● PROVIDED DATA
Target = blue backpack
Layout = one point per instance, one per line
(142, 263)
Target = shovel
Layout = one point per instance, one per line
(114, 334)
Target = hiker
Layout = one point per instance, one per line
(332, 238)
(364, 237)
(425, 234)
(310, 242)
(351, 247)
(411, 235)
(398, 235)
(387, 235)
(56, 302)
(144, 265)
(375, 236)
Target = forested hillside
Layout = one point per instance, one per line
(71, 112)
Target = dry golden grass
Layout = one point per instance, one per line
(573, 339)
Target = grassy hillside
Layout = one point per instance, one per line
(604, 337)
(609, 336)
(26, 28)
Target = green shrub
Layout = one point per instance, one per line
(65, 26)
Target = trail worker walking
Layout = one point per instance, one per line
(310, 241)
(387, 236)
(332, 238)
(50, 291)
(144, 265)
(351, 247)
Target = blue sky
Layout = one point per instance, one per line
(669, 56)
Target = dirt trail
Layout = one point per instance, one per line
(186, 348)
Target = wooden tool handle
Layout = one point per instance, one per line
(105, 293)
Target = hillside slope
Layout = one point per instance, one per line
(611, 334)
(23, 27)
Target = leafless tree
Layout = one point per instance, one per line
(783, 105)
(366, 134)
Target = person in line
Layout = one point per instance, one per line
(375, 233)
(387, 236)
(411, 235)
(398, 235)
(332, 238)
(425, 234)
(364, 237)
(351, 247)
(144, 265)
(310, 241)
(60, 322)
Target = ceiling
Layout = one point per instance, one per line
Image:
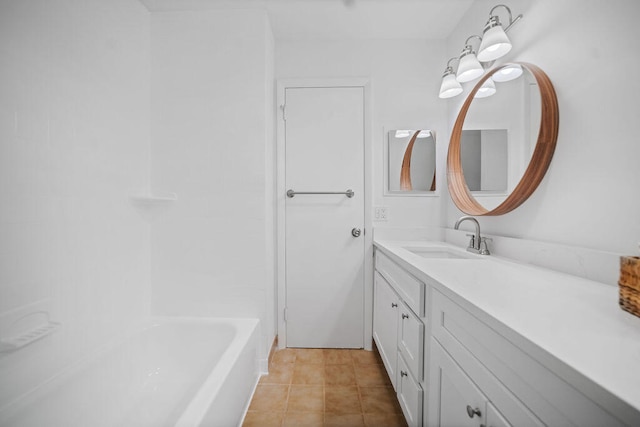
(342, 19)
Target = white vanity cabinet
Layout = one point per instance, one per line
(464, 347)
(479, 378)
(399, 333)
(385, 324)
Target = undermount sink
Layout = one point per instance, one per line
(442, 253)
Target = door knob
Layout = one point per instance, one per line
(472, 412)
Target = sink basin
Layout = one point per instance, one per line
(442, 253)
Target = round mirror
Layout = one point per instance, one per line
(503, 140)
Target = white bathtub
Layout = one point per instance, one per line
(175, 372)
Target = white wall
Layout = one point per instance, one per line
(589, 196)
(404, 74)
(212, 132)
(74, 140)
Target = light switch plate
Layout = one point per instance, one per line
(380, 213)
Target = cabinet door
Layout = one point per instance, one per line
(458, 402)
(494, 418)
(411, 340)
(409, 394)
(385, 324)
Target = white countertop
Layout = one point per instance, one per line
(572, 323)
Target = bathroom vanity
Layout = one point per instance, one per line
(472, 340)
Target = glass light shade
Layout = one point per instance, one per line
(469, 68)
(507, 73)
(450, 86)
(487, 89)
(494, 45)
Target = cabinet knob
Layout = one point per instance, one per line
(472, 412)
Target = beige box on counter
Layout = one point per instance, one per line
(630, 284)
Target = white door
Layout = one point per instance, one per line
(324, 152)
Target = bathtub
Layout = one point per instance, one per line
(171, 372)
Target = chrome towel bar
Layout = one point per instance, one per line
(348, 193)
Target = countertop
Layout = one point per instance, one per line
(573, 325)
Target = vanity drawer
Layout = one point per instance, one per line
(411, 341)
(525, 391)
(410, 289)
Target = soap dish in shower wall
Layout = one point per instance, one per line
(26, 329)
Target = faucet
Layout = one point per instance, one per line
(477, 244)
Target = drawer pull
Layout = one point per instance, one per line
(473, 412)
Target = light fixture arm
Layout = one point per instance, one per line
(466, 42)
(449, 68)
(512, 21)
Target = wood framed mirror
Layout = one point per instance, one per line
(533, 100)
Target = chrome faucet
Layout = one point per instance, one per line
(477, 244)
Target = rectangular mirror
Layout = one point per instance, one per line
(410, 163)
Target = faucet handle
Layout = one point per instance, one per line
(472, 242)
(484, 249)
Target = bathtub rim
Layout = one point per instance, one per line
(13, 408)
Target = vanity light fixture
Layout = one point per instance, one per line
(495, 43)
(507, 73)
(450, 87)
(469, 67)
(487, 89)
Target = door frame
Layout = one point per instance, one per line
(282, 85)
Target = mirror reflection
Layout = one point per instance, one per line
(498, 138)
(484, 159)
(411, 161)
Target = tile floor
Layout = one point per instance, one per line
(325, 387)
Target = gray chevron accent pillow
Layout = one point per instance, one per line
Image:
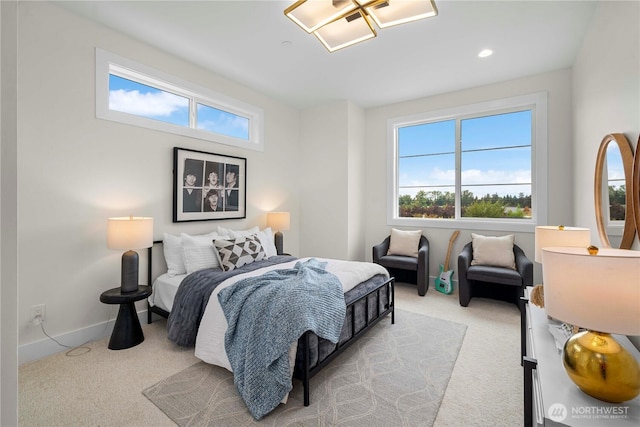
(234, 253)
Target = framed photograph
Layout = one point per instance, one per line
(208, 186)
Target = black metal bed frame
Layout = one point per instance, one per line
(307, 372)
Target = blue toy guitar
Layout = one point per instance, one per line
(444, 282)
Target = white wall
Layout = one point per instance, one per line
(324, 179)
(560, 209)
(8, 215)
(606, 95)
(356, 167)
(75, 171)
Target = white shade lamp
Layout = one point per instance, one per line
(279, 221)
(598, 290)
(128, 233)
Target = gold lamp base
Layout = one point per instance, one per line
(601, 367)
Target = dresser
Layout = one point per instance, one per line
(550, 397)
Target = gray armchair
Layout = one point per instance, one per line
(493, 282)
(406, 268)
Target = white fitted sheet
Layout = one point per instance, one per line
(164, 291)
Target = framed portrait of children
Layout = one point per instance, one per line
(208, 186)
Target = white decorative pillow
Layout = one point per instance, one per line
(496, 251)
(198, 252)
(266, 240)
(172, 246)
(404, 242)
(237, 233)
(235, 253)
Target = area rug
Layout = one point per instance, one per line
(394, 375)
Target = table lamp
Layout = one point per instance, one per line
(279, 221)
(129, 233)
(599, 292)
(559, 235)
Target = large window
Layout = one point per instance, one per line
(131, 93)
(481, 164)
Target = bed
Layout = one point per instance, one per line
(367, 289)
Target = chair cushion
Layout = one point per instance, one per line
(496, 251)
(404, 242)
(486, 273)
(398, 261)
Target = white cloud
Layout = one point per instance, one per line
(146, 104)
(227, 125)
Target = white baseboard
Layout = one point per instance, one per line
(47, 347)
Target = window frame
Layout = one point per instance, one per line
(108, 63)
(537, 102)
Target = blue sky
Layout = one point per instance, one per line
(427, 155)
(135, 98)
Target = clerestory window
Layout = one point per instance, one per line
(132, 93)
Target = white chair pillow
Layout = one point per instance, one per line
(404, 243)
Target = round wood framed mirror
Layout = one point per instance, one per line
(604, 211)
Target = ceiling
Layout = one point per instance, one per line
(255, 44)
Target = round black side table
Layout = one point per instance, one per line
(127, 331)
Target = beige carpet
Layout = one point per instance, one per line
(394, 375)
(104, 387)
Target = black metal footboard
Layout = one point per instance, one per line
(306, 371)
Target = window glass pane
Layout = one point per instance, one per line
(427, 138)
(138, 99)
(504, 166)
(501, 130)
(427, 170)
(222, 122)
(616, 184)
(427, 202)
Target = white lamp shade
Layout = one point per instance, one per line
(279, 221)
(549, 236)
(129, 233)
(345, 32)
(597, 292)
(387, 14)
(311, 15)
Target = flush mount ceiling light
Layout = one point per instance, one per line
(341, 23)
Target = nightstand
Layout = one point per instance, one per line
(127, 331)
(550, 397)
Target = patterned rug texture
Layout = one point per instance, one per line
(394, 375)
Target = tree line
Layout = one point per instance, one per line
(441, 204)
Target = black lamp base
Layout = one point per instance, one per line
(129, 281)
(278, 239)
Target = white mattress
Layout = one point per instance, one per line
(164, 291)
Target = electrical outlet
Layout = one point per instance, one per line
(37, 314)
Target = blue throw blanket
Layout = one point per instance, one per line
(266, 315)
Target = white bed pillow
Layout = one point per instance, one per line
(237, 233)
(234, 253)
(172, 246)
(198, 252)
(404, 243)
(496, 251)
(266, 239)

● TASK TO CARRY OUT
Exact repetition is required for the lines from the one that contains "Target = tree line" through the final line; leave out everything else.

● REPLY
Target = tree line
Layout = one point per instance, one per line
(441, 204)
Target = black lamp base
Layout = one point per instance, one per line
(129, 281)
(278, 239)
Target = white mattress
Layout = one point per instance, one per line
(164, 291)
Target = electrical outlet
Layout = one point per instance, one per line
(37, 314)
Target = blue throw blanket
Layout = one point per instance, one per line
(266, 315)
Target = white bed pillow
Layout = one point per instance, one per line
(237, 233)
(234, 253)
(172, 246)
(198, 252)
(404, 243)
(496, 251)
(266, 239)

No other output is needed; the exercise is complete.